### TASK DIRECTIONS
Write out, precisely and in full, each line of the material.

### DATA SUPPLIED
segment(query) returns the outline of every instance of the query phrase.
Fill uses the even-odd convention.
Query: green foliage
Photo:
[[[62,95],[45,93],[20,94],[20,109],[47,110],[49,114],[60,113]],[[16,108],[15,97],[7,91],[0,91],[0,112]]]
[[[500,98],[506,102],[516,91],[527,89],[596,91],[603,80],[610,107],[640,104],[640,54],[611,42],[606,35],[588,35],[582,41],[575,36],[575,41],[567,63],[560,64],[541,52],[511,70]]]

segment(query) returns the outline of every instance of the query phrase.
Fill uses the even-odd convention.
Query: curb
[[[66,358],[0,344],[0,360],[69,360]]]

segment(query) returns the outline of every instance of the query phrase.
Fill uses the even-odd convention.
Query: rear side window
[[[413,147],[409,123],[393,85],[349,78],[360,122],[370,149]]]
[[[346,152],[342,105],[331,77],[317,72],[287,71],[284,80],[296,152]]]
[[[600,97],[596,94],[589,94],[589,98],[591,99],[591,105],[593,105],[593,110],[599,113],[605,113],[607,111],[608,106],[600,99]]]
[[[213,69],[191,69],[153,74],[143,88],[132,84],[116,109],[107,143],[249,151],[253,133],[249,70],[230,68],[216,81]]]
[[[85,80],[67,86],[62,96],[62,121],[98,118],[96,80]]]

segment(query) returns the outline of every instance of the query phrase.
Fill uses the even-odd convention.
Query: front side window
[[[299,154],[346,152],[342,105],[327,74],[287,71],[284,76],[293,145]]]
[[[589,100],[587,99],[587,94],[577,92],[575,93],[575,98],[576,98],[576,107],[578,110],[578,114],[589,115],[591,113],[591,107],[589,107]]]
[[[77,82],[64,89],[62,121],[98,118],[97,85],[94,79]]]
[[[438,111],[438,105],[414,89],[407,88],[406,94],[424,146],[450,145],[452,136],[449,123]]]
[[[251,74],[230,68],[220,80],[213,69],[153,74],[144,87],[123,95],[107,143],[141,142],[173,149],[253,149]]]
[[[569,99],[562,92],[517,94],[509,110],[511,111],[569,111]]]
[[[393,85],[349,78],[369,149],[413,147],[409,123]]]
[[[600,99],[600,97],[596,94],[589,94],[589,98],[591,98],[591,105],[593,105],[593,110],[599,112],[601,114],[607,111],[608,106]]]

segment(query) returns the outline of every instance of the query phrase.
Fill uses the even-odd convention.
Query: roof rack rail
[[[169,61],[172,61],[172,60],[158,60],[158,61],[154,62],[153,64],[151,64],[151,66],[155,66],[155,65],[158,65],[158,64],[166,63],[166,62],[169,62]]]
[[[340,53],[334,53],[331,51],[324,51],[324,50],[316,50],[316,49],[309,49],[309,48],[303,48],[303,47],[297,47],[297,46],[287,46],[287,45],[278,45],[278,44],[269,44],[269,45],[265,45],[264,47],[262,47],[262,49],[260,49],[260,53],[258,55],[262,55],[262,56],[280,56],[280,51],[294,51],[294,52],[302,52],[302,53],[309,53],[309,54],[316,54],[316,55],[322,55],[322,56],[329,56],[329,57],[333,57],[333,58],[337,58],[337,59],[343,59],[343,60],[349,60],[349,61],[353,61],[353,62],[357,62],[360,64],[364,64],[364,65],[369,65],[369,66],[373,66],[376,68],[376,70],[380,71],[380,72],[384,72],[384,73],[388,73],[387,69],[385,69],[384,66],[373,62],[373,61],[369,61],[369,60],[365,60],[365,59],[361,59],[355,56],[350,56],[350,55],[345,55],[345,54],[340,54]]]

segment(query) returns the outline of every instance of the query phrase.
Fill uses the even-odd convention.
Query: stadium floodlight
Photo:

### RESPONSE BELOW
segment(query) returns the outline of every instance of the query phrase.
Fill uses the even-odd convention.
Query: green foliage
Photo:
[[[62,95],[45,93],[20,94],[20,109],[47,110],[49,114],[60,113]],[[16,108],[15,97],[7,91],[0,91],[0,112]]]
[[[500,98],[506,102],[516,91],[527,89],[596,91],[603,80],[610,107],[640,104],[640,54],[611,42],[606,35],[588,35],[582,41],[575,36],[575,41],[567,63],[560,64],[541,52],[511,70]]]

segment(query) returns the outline of every instance of the query phrase.
Fill uses the even-odd convention.
Query: curb
[[[66,358],[0,344],[0,360],[69,360]]]

segment(query) returns the outline of every instance of the query phrase.
Fill uses the even-odd convention.
Query: rear side window
[[[413,147],[409,123],[393,85],[349,78],[360,122],[370,149]]]
[[[346,152],[342,105],[331,77],[317,72],[287,71],[284,80],[296,152]]]
[[[600,97],[596,94],[589,94],[589,98],[591,99],[591,105],[593,105],[593,110],[599,113],[605,113],[607,111],[608,106],[600,99]]]
[[[213,69],[191,69],[153,74],[143,88],[132,84],[116,109],[107,143],[249,151],[253,133],[249,70],[230,68],[216,81]]]
[[[85,80],[67,86],[62,96],[62,121],[98,118],[96,80]]]

segment(query) returns the outline of every instance of the query phrase.
Fill uses the even-odd convention.
Query: front side window
[[[299,154],[346,152],[342,105],[327,74],[287,71],[284,76],[293,145]]]
[[[589,100],[587,99],[587,94],[577,92],[575,93],[575,98],[576,98],[576,107],[578,110],[578,114],[589,115],[591,113],[591,107],[589,107]]]
[[[77,82],[64,89],[62,121],[98,118],[97,85],[94,79]]]
[[[438,111],[438,105],[414,89],[407,88],[406,94],[424,146],[450,145],[452,136],[449,123]]]
[[[251,74],[230,68],[220,80],[213,69],[153,74],[144,87],[123,95],[107,143],[141,142],[173,149],[253,149]]]
[[[569,99],[562,92],[517,94],[509,110],[511,111],[569,111]]]
[[[393,85],[349,78],[369,149],[413,147],[409,123]]]
[[[600,99],[600,97],[596,94],[589,94],[589,98],[591,98],[591,105],[593,105],[593,110],[599,112],[601,114],[607,111],[608,106]]]

segment(query) returns the outline of every instance of the query phrase.
Fill uses the even-odd convention.
Query: roof rack rail
[[[169,61],[172,61],[172,60],[158,60],[158,61],[154,62],[153,64],[151,64],[151,66],[155,66],[155,65],[158,65],[158,64],[166,63],[166,62],[169,62]]]
[[[340,53],[334,53],[331,51],[324,51],[324,50],[316,50],[316,49],[309,49],[309,48],[303,48],[303,47],[297,47],[297,46],[287,46],[287,45],[278,45],[278,44],[269,44],[269,45],[265,45],[264,47],[262,47],[262,49],[260,49],[260,53],[258,55],[262,55],[262,56],[280,56],[280,51],[294,51],[294,52],[302,52],[302,53],[309,53],[309,54],[316,54],[316,55],[322,55],[322,56],[329,56],[329,57],[333,57],[333,58],[337,58],[337,59],[343,59],[343,60],[349,60],[349,61],[353,61],[353,62],[357,62],[360,64],[364,64],[364,65],[369,65],[369,66],[373,66],[376,68],[376,70],[380,71],[380,72],[384,72],[384,73],[388,73],[387,69],[385,69],[384,66],[373,62],[373,61],[369,61],[369,60],[365,60],[365,59],[361,59],[355,56],[350,56],[350,55],[345,55],[345,54],[340,54]]]

segment(query) returns the outline of every instance of the query phrase.
Fill uses the even-odd convention.
Query: stadium floodlight
Photo:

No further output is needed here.